+++ ITEMS
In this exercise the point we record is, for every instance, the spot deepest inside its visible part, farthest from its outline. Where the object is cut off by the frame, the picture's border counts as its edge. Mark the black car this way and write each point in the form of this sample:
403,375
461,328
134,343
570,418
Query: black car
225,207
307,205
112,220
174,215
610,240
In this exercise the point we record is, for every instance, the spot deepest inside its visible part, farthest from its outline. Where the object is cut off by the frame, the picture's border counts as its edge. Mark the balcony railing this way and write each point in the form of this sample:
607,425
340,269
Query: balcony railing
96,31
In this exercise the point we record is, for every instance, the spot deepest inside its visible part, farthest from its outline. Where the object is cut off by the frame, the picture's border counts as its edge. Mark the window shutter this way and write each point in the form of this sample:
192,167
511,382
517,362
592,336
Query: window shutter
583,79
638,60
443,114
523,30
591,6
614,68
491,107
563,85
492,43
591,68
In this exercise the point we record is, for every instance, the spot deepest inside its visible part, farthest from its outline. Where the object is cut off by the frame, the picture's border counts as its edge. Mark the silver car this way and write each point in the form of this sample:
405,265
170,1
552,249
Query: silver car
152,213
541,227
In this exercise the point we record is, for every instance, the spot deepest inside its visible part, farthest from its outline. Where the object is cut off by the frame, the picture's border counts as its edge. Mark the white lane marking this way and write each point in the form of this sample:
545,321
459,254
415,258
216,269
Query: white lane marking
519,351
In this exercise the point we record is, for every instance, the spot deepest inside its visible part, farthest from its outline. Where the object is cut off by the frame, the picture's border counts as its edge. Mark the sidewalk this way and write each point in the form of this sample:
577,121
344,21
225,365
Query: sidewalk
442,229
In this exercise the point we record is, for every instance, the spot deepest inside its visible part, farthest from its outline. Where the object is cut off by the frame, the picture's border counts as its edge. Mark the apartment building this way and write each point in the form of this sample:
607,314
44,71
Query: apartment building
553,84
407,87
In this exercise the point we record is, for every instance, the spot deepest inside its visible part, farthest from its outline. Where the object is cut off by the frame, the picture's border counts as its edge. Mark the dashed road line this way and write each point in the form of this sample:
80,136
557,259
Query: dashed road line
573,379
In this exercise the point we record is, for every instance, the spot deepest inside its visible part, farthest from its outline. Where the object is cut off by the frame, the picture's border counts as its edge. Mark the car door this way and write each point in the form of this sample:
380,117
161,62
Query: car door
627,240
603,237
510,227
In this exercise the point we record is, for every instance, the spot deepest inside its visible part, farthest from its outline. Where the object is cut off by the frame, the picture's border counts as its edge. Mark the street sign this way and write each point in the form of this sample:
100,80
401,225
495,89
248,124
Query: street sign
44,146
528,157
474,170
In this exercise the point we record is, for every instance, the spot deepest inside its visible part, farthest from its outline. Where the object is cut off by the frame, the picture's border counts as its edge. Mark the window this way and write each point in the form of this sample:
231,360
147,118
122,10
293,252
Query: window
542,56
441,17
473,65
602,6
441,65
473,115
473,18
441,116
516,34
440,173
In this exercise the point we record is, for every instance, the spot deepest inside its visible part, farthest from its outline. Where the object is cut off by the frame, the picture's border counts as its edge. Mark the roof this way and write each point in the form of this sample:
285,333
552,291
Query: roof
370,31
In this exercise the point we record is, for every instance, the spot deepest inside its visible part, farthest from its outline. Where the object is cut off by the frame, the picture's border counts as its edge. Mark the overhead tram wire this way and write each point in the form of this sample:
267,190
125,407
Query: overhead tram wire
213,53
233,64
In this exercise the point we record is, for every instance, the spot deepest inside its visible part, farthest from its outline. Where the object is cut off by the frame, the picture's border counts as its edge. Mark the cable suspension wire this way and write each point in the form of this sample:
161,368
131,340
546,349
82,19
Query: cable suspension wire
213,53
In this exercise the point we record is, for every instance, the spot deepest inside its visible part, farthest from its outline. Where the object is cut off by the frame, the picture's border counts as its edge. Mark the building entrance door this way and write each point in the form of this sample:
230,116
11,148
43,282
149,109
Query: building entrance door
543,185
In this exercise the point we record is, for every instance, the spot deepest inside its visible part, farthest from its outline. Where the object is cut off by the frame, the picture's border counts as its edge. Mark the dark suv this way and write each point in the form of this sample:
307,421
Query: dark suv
++++++
#### THE TASK:
Extract the full listing and reproduce each line exactly.

#### WRITTEN ANSWER:
In this exercise the point we record is, for every instance, the spot deepest inside its visible part, farthest from its outline. Where the object is cut off by the frame, the picture's border counts as its edge. Mark the black car this way and write each point in the form of this sample:
403,375
461,328
134,343
570,418
Query: black car
225,207
307,205
112,220
174,215
610,240
In this exercise the point we record is, for every instance, the spot deepest inside its visible part, farthest from its outline. Where the object is cut off by the frame, the picture's border counts as its edge. Mark the balcony railing this way and write each point in the form of this sample:
607,425
340,269
Query: balcony railing
96,31
In this exercise the point we record is, for every instance, the spot deepest inside its visible part, farthest from its outline. Where the object is cut off by the frame, the picture's border counts as its edge. Mark the window shutter this way and write each point in the form of this sample:
192,167
511,382
517,362
592,336
Query: window shutter
583,79
638,60
443,114
523,30
591,6
614,68
491,107
563,85
492,43
591,68
In this exercise the point we record is, for every instance, the spot deepest inside its visible part, farthest from its outline. Where the object is cut off by the frame, the picture's border counts as its edge. Mark the silver car this way and write each point in the form of this sample:
405,265
170,1
552,249
Query: silver car
152,213
541,227
In this exercise the point we record is, for every instance, the spot deepest inside its visible part, farthest from its outline. Where the object is cut off by the frame, the picture's border counts as its edge. Mark the white lane marking this way and write each point in the form of this sample:
545,321
459,254
415,258
216,269
Query: white lane marking
519,351
In this exercise the point we record is, for every instance, the spot deepest inside its visible part, farthest from its outline. Where the object is cut off by the frame, the picture's border counts as its edge. Mark the sidewalk this way and write each point in the form of this sample:
577,121
344,21
225,365
Query: sidewalk
442,229
In this exercise the point we record is, for every instance, the spot deepest inside its visible part, farthest from its outline. Where the object is cut off by the frame, the picture's border counts as its edge. Mark the apartment building this way and write each point in the form of this sample:
607,314
44,71
Query: apartment building
553,84
407,87
In this exercise the point we record is, for every instance, the spot deepest inside its visible part, farthest from its outline. Where the object is cut off by the frame, the picture's border counts as its edge. Mark the dashed road line this way and write each point in the form of this sample:
80,136
557,259
Query: dashed road line
573,379
In this exercise the point we record is, for every instance, the spot deepest inside its visible part, farthest from its outline. Where the object is cut off by the frame, the picture's border counts as its edge. Mark the car door this way and write each point in the form of this sample:
380,117
161,62
Query: car door
627,240
603,237
510,227
In this exercise the point we record is, for every instance, the spot deepest inside its visible part, farthest from its outline. Where the object is cut off by the frame, the picture's border counts as its edge. Mark the street sign this way and write each point in the form of this sample:
100,80
401,225
495,89
248,124
Query: street sign
44,146
528,157
474,170
In this exercise the point we record is, for every instance, the spot deepest inside its visible part, farthest from its outline. Where the object is cut off by the frame, the picture's border counts as its edge. Mark the window this way and write each point in the form of this sample:
231,360
147,118
122,10
293,252
Query: window
542,56
441,17
473,65
602,6
441,65
473,115
473,18
441,116
516,34
440,173
In this exercise the point we record is, for every instance, the spot deepest inside its visible part, farthest from its outline. Where the object is cut off by the frame, the picture's border counts as its edge. Mark the roof this way and write each point in the form of this sample:
285,333
552,291
Query: roof
370,31
In this exercise the point we record is, for every instance, the spot deepest inside its visible part, farthest from its outline. Where the object is cut off by the frame, the picture's border counts as its edge. Mark the overhead tram wire this way and write each point in the form of this sample:
267,190
125,407
Query: overhead tram wire
213,53
233,64
In this exercise the point we record is, for every instance, the spot deepest inside its visible part, farthest from its outline. Where the object is cut off by the frame, the picture's border counts as its edge. Mark the cable suspension wire this way and write each point in the form of this sample:
161,368
131,340
546,349
82,19
Query: cable suspension wire
213,53
In this exercise the point we record is, for every instance, the spot deepest inside its visible part, farthest from its outline. Where the object is cut off by the frame, the picture's border counts as its edge. Mark the building entrance door this way and write each point in the form of this sample:
230,116
11,148
43,282
149,109
Query: building entrance door
543,185
In this exercise the point we record is, for every instance, the spot deepest inside its visible part, farthest from its outline. Where the object is cut off by the frame, the picture's border counts as its edge. Mark the dark suv this way and write each point in the form of this sample:
307,421
Query: dark suv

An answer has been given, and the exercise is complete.